### Supplied data
↓

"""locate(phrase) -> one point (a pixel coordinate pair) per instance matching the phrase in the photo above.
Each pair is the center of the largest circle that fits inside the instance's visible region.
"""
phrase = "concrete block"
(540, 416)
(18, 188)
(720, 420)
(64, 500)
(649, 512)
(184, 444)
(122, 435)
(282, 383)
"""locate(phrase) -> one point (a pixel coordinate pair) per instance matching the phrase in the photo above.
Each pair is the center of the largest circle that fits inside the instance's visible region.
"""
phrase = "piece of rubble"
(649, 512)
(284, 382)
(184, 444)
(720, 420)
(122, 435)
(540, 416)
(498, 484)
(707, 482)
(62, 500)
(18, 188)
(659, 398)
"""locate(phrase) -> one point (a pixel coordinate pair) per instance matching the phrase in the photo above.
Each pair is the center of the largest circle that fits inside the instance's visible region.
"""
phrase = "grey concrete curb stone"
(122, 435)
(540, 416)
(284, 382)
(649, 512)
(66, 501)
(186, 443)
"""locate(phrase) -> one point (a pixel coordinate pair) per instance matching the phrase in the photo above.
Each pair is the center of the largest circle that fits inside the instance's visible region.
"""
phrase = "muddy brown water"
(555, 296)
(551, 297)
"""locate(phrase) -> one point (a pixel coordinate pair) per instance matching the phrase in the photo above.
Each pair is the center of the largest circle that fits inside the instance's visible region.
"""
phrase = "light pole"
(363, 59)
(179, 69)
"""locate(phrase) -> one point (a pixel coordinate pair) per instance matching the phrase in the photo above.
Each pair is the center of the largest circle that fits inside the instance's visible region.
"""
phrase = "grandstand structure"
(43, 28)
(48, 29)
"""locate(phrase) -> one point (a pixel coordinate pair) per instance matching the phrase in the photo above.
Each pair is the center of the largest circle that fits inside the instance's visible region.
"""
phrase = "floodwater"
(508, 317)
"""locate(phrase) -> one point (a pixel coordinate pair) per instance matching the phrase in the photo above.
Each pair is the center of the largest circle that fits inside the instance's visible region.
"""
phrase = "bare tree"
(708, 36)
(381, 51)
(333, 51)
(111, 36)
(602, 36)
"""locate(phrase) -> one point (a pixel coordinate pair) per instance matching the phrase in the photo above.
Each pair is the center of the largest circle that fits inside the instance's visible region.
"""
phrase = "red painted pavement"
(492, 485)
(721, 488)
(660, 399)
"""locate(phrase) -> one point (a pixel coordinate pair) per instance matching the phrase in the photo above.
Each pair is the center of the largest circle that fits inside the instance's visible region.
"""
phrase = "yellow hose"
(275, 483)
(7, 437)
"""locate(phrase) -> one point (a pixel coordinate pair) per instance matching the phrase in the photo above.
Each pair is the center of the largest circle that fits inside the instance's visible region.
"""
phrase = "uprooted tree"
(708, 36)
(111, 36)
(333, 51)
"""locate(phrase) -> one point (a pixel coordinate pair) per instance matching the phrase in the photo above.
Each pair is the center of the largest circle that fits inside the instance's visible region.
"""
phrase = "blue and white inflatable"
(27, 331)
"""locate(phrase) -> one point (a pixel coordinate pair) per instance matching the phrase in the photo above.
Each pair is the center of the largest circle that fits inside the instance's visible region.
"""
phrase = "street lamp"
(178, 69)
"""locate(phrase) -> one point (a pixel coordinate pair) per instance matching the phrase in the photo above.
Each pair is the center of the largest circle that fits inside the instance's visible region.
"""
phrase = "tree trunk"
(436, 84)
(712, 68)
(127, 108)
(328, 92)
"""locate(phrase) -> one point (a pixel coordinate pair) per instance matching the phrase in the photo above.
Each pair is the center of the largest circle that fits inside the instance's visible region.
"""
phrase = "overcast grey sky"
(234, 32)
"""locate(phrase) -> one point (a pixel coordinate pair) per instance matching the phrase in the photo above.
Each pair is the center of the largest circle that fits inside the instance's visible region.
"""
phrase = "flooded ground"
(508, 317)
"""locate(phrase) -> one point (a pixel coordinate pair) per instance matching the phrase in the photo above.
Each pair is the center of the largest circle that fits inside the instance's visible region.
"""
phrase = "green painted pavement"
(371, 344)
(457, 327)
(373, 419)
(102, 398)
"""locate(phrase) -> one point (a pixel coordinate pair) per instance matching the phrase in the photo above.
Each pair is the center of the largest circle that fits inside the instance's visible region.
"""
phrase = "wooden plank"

↑

### What you will do
Count the lines in the listing above that contain the word "grey", and give only that number.

### Result
2